◆ Excerpt ◆
▼▼▼

The Language Astro

Astro is the first of five languages designed for a compiler course.

1  Introduction

Astro is a fairly trivial programming language with interesting features that make it a great fit for introducing (1) compiler and interpreter writing, and (2) formal language semantics.

This document defines the language Astro.

2  Language Description

2.1  Programs

A programis a sequence of one or more statements. There are only two kinds of statements, assignments and print statements. Comments begin with // and extend to the end of the line.

// A simple program in Astro

radius = 55.2 * (-cos(2.8E-20) + 89) % 21;    // assignment statement
the_area = π * radius ** 2;                   // another assignment
print(hypot(2.28, 3 - radius) / the_area);    // print statement

Apologies for the semicolons, but they do make the language somewhat easier to parse.

2.2  Values and Types

All values in Astro are instances of a type. The language has the following types:

Numbers are first-class values, meaning they can be stored in variables, passed to functions, and returned from functions. Functions cannot: the only thing one can do with a function is call it.

Numbers are written as in JavaScript:

2
2.0
55.9
819.999e-15
2E+10
5.89999e2

2.3  Assignments

An assignment binds an entity to an identifier. Any identifier other than the built-in ones must be assigned to before it can subsequently be used.

sister = 5 + 1;              // variable declaration of sister (Ⅴ + Ⅰ = Ⅵ)
print(sister);               // okay, sister has been assigned
// print(cousin);            // ERROR: cousin has not been assigned
print(π);                    // Turns out to be okay because π is built-in

2.4  Functions

As Astro is a trivial language, you cannot define your own functions. You are limited to the built-in functions sqrt, sin, cos, and hypot. If a function is bound to an identifier, you cannot rebind the identifier:

print(sqrt(100));            // ok, sqrt are built-in
// sqrt = 5;                 // ERROR: function already bound to sqrt

Functions can only be called. They cannot be used in a context where a number is expected:

// print(sin)                // ERROR
// t = sin;                  // ERROR
// strange = sin * 3         // ERROR

Functions declared with $n$ parameters must be passed exactly $n$ arguments when called.

▲▲▲

◆ Entries provided ◆
▼▼▼

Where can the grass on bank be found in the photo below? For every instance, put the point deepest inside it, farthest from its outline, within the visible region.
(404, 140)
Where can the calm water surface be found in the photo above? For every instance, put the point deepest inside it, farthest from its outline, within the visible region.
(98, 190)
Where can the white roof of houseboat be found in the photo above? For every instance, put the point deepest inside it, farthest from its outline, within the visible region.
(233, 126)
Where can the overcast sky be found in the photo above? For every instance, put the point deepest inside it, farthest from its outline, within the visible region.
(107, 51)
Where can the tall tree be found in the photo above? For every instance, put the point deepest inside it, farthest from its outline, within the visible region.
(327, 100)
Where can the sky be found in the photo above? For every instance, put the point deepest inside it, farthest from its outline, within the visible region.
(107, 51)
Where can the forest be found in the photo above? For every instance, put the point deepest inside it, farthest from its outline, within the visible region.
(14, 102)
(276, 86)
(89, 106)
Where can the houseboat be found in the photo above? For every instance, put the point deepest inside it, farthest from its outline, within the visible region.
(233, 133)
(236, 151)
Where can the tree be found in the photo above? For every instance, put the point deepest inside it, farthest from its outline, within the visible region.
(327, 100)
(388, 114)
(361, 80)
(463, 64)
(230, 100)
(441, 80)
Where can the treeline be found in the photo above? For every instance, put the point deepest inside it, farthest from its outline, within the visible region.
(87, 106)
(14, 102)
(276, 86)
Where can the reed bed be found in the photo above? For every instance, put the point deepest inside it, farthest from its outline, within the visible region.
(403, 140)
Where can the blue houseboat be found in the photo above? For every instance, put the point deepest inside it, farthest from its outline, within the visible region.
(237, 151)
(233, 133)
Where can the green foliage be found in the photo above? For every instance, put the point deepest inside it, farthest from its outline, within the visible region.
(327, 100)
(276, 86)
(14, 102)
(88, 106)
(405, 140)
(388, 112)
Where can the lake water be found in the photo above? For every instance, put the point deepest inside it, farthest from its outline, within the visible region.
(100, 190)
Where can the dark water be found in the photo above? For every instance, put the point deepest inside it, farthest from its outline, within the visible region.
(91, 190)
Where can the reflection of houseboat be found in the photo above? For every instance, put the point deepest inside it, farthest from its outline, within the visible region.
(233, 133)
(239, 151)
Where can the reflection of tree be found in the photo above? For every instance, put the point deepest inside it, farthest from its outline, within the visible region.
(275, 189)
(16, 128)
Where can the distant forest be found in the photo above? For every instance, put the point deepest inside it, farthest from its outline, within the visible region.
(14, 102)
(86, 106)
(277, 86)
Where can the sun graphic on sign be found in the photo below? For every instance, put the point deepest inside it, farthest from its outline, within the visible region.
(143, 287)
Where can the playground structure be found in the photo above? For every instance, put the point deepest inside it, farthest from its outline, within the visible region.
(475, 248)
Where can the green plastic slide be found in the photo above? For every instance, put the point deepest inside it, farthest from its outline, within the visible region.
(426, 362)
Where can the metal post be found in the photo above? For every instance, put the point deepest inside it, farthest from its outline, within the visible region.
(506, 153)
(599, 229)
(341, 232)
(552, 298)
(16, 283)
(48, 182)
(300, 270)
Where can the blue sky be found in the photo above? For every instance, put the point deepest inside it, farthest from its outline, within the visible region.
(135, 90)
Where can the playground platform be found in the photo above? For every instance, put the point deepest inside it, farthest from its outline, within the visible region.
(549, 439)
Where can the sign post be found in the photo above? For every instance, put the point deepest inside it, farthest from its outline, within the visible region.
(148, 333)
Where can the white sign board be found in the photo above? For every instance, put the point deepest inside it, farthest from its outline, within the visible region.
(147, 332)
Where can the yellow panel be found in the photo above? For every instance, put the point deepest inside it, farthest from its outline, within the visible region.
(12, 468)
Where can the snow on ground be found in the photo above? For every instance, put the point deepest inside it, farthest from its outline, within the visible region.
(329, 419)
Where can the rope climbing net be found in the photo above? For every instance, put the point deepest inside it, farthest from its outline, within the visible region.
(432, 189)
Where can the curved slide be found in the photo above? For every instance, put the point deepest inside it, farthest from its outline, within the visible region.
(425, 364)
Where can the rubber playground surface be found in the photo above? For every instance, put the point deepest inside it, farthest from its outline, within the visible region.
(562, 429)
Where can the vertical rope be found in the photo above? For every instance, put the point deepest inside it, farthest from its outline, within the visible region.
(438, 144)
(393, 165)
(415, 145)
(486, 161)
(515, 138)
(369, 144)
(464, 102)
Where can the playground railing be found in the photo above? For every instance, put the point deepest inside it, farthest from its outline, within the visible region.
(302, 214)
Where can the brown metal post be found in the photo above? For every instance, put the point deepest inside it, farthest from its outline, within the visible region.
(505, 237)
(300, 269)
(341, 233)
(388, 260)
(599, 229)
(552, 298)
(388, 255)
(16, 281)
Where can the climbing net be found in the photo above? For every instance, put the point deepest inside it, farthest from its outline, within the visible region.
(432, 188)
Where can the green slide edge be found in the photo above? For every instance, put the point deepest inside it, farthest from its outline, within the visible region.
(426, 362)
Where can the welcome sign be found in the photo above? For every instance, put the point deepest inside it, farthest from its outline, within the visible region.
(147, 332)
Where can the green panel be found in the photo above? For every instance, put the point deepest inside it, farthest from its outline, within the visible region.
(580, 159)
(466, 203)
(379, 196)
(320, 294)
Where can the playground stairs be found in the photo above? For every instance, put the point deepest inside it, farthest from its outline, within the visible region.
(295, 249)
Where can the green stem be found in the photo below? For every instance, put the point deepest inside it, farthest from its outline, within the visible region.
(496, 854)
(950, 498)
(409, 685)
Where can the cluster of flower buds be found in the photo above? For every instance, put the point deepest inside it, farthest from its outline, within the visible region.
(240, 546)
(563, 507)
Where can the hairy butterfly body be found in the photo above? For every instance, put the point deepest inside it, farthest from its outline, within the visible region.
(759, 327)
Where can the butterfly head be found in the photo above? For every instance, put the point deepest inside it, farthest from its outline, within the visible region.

▲▲▲

◆ Tasks and exercises ◆
A. Which built-in functions are Astro programs limited to, according to the Astro language description?
B. Copy word for word the stretch of the Astro language description from "2.2  Values and Types" through "is call it.".

◆ Answers to each task ◆
A. sqrt, sin, cos, and hypot

B.
2.2  Values and Types

All values in Astro are instances of a type. The language has the following types:

Numbers are first-class values, meaning they can be stored in variables, passed to functions, and returned from functions. Functions cannot: the only thing one can do with a function is call it.